▶ **GOAL A**:
In the account of the jiu jitsu night below, which evening did the family attend class instead of the usual Tuesday?

━━━ TEXT TO READ ━━━

When Routine Falls Apart
It was supposed to be a normal jiu jitsu night. My two autistic daughters had been attending classes for the last 3 weeks, finding their rhythm in the predictable Tuesday evening routine. But this week, everything changed at once.
I thought it would be a good idea to attend Thursday night instead of Tuesday – we’d been getting over a cold, and I’d informed the girls who agreed to the change.
As per usual with my time blindness, we were running late. This is where my ADHD becomes a family problem – I can’t seem to get things done unless I’m anxious. I rely on that surge of panic to finally propel me into action, but everyone around me suffers in the process.
In the chaos of getting ready, my younger daughter couldn’t find her pants – the ones that felt “right” against her skin. My anxiety was now in full swing, and instead of helping her regulate, I was adding to the chaos.
In a panic, I yelled: “Just wear my pants, it will be fine! We have to go, we’re running late!”
What followed was a sensory meltdown that left me questioning everything about how we approach challenges as a family.
The “Push Through” Problem
As I watched my younger daughter struggle with the overwhelming changes and sensory discomfort, I could see the distress in her eyes. But we eventually made it to class.

━━━ RECORDS FOR THE EXERCISE ━━━

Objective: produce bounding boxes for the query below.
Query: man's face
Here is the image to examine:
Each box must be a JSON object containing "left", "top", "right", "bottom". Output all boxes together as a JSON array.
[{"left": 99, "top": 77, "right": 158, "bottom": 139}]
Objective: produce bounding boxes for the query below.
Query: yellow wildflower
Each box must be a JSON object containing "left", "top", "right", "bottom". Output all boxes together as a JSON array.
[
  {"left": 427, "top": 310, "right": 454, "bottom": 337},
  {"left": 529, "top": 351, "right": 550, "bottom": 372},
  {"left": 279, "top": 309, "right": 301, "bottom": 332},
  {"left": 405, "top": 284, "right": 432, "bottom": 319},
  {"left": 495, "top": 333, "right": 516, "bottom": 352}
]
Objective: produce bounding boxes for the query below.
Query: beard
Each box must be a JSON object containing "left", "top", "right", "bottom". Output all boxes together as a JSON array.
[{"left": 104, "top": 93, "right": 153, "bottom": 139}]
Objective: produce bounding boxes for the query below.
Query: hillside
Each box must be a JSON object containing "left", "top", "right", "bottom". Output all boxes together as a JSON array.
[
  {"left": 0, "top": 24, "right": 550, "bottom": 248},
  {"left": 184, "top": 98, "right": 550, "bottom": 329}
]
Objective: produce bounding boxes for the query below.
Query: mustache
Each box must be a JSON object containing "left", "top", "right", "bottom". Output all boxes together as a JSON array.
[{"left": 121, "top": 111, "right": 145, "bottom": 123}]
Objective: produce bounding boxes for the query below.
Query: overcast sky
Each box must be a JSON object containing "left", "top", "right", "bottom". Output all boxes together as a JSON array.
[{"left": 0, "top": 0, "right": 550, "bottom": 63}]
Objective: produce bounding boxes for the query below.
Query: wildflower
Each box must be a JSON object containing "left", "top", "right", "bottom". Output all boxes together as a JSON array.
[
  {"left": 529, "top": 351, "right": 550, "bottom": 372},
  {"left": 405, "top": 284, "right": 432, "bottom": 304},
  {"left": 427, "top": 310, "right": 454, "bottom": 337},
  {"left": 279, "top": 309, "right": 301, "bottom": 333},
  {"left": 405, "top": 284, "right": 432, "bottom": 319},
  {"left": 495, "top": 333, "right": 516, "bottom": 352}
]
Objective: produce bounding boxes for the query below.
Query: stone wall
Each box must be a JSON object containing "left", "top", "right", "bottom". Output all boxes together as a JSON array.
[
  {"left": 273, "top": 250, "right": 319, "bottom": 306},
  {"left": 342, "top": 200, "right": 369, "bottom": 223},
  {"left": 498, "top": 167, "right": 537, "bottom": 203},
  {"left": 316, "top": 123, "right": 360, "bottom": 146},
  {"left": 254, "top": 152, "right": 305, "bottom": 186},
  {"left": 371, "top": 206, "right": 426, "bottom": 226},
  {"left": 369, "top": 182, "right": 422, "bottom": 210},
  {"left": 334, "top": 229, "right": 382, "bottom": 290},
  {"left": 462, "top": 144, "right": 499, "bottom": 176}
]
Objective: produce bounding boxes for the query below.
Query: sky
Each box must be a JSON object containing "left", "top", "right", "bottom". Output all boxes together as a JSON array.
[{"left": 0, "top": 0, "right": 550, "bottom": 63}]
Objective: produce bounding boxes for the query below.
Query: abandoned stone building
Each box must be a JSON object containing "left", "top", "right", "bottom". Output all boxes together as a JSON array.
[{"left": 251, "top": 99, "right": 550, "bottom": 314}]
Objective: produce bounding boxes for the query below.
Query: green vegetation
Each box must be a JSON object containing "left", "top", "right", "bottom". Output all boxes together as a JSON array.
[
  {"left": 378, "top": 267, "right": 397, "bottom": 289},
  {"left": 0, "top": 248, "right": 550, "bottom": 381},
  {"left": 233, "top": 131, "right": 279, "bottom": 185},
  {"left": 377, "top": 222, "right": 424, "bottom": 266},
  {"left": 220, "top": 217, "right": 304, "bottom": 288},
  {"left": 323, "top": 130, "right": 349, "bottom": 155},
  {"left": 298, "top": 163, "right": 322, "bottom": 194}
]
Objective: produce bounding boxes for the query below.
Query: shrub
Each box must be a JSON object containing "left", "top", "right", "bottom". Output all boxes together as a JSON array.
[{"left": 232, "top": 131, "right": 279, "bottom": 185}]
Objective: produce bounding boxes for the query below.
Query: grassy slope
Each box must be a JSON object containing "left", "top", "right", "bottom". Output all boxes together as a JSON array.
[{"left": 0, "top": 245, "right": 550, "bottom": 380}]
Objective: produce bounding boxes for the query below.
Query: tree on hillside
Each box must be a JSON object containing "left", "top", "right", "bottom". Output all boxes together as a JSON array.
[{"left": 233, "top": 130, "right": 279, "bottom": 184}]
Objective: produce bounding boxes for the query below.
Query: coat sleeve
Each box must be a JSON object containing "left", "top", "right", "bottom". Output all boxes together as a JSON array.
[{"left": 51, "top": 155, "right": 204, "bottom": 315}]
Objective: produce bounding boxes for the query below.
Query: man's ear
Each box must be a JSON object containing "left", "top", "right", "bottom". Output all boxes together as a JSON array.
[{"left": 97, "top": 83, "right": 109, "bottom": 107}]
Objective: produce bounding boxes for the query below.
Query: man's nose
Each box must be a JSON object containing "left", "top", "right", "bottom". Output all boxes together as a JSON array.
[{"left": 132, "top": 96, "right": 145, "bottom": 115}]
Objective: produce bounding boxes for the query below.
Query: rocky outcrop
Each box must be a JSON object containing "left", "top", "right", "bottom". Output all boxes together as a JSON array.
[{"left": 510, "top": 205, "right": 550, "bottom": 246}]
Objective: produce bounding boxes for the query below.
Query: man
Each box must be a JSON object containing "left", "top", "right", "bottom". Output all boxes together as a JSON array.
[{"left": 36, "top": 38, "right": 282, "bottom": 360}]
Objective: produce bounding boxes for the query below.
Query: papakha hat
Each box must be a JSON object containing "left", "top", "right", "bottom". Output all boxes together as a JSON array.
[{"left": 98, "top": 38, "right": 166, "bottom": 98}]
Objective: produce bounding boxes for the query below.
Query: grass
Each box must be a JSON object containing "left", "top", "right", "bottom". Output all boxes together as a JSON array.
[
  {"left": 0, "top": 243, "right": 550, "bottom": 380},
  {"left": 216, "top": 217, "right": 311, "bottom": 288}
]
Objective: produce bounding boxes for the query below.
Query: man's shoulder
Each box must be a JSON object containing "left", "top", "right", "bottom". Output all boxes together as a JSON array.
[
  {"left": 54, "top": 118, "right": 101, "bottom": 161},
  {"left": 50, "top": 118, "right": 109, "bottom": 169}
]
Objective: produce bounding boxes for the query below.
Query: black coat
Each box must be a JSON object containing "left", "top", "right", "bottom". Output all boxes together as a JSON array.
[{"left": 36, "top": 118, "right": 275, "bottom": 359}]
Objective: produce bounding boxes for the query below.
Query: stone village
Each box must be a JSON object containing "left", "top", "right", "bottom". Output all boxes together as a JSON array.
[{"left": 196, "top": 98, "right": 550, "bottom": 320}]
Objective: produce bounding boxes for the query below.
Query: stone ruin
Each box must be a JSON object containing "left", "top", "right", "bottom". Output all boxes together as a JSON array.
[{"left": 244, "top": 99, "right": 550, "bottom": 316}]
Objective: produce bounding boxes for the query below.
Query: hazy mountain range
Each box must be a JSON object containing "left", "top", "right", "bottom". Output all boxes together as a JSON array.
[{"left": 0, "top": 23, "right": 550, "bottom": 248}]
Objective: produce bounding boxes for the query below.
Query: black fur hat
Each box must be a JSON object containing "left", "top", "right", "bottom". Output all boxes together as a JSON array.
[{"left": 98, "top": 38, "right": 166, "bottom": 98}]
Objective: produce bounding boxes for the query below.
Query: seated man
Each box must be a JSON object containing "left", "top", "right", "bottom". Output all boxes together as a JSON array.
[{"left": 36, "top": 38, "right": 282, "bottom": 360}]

━━━

▶ **GOAL B**:
Count the lines of the records above that contain the string "wildflower", treating case as significant. Give only the number.

▶ **WORKED ANSWER A**:
Thursday night.

▶ **WORKED ANSWER B**:
2